* Text under study
☆ ☆ ☆ ☆

Over the next couple of months, we will be discussing the Top Ten questions CIOs face when considering the Digital Transformation of their IBM i application portfolio. Following is the first in the ten-part series.


Question 1: Why not stay on the IBM i platform indefinitely?


As the global pandemic drags on with resulting shelter in place restrictions, most enterprise businesses' survival depends on their ability to support a remote workforce. This requirement has led even the most conservative IT organizations to consider cloud-based solutions for their enterprise-critical systems seriously.


Yet, the magnitude of the effort is daunting. Traditional legacy applications are monolithic and offer little to no visibility into what the systems do. If yours is like most organizations, you lack accurate, up-to-date documentation of your mission-critical applications and have no access to your system's original authors or technical subject matter experts who have a deep understanding of your complex application portfolio.


Most likely, your organization has relied on your legacy IBM i systems to support critical business operations for decades successfully. Some in your organization, maybe even you, question why you should take on such an enormous effort when your application portfolio runs like a well-oiled machine.

☆ ☆ ☆ ☆

Continue the article on whether to stay on the IBM i platform, picking up after its final sentence.

☆ ☆ ☆ ☆

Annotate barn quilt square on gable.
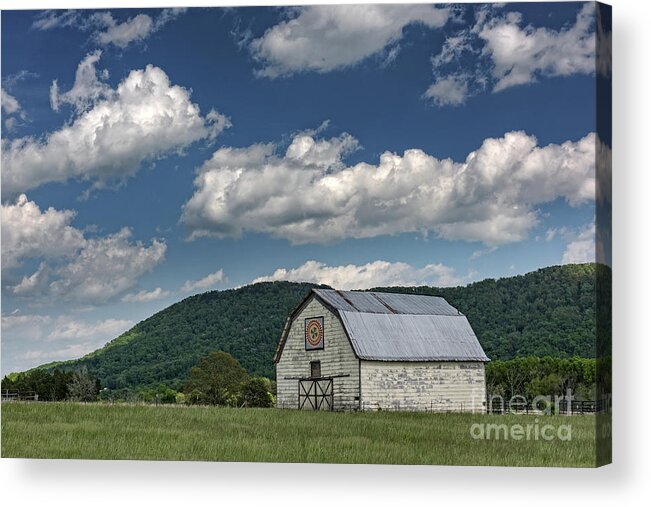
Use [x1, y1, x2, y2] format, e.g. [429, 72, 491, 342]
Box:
[305, 317, 325, 350]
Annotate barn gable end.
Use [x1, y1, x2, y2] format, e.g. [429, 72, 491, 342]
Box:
[276, 295, 359, 410]
[274, 289, 489, 412]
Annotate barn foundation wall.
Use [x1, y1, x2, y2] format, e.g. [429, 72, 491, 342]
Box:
[360, 361, 486, 413]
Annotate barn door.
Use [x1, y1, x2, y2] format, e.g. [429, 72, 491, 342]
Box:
[298, 378, 334, 410]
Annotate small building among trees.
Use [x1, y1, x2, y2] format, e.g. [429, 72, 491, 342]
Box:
[274, 289, 489, 412]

☆ ☆ ☆ ☆

* Result of the task
It is quite tempting to stay on the tried-and-true IBM i platform. In many ways, it is as familiar and as comfortable as an old shoe. But if we are honest with ourselves, we must admit that our beloved platform offers limited access to the internet, the cloud, and most emerging strategic technologies. For most of us, the budget for maintaining these old systems represents the majority of our authorized expenditures while offering little or no strategic value or new operational capability. The cost to maintain these systems will soon consume our IT budgets and eclipse the available funding for meaningful technical advances.


Even with increasing maintenance costs, access to qualified legacy technical talent is dwindling, and our backlog is mounting. Technical debt will soon be insurmountable as access to legacy technical experts disappears. As a result, our vast investment in our essential corporate asset, our legacy application portfolio is at risk.


What will happen when the last legacy application expert disappears? How will you support the mission-critical systems required for your organization's daily operations?


Though there are significant challenges with our IBM i systems' digital transformation, the risks of retaining the languishing legacy systems are profound. Legacy systems do not address the ever-increasing calls to support a remote workforce. They offer no meaningful access to the cloud or emerging strategic technologies.


We have reached the point where the pain of staying the same has exceeded the pain of change. Adopting modern, cloud-based systems is a strategic imperative.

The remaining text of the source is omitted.